▶ [WORK ORDER]: Your answer must consist solely of the line containing "Return one point per instance of the watch" and all subsequent lines through the end of the entries, reproduced exactly.

Dataset entries
┏━━
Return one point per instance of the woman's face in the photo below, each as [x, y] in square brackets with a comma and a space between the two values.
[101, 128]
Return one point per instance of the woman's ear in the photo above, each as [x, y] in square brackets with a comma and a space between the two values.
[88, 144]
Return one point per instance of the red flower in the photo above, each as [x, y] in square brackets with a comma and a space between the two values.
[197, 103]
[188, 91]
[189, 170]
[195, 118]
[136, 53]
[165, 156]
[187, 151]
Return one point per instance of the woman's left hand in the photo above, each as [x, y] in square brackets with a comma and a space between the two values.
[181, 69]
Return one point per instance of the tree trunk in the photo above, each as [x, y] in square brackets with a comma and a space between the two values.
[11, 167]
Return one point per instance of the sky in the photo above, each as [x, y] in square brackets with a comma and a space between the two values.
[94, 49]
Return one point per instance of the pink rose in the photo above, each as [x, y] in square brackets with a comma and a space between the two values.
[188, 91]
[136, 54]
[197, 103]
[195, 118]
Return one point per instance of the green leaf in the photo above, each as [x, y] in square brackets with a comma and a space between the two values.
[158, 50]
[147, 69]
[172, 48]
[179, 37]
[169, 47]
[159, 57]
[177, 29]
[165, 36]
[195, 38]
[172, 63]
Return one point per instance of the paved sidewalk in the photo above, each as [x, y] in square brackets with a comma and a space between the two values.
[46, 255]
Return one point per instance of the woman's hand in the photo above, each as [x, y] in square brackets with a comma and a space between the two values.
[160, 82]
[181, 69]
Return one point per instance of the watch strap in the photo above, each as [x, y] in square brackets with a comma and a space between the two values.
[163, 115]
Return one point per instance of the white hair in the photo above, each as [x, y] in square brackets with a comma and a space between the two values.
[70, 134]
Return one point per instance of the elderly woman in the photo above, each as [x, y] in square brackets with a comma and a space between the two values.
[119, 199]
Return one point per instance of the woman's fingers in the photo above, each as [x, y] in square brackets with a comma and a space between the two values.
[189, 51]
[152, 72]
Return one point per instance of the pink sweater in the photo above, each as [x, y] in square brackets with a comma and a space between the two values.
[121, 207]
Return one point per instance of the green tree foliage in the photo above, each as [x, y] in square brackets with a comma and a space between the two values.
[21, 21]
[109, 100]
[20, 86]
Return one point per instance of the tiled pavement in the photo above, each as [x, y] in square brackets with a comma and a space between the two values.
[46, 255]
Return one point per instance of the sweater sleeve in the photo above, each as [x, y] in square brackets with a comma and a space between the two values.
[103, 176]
┗━━
▶ [RESULT]:
Return one point per instance of the watch strap in the photo above, each as [x, y] in square brackets with a comma and a space between the two values.
[163, 115]
Return one point per instance of the white hair in the photo above, each as [x, y] in square brackets with a comma and a space between the two values.
[70, 134]
Return one point per instance of the elderly woman in the photo above, each as [x, y] in square brackets with a comma and a space between the two values.
[119, 199]
Return one point per instance of the woman's fingers in the photo above, each as [x, y] in square brackets with a comma and a space between the two values.
[189, 51]
[152, 72]
Return one point per instance of the pink sweater in the photo above, each as [x, y] in square brackets with a comma and a space between the two values.
[121, 207]
Return one point per instance of the green tree foliage in the photo above, each as [x, y] in square brackets with a comma and a space between the two values.
[21, 21]
[109, 100]
[20, 86]
Return one point per instance of the tiled pavement in the photo above, each as [x, y] in square brackets with a comma and a space between the two values.
[46, 255]
Return one point per instance of the sweater sleeve in the photo above, each as [x, y] in square brackets with a comma and a space between the two values.
[103, 176]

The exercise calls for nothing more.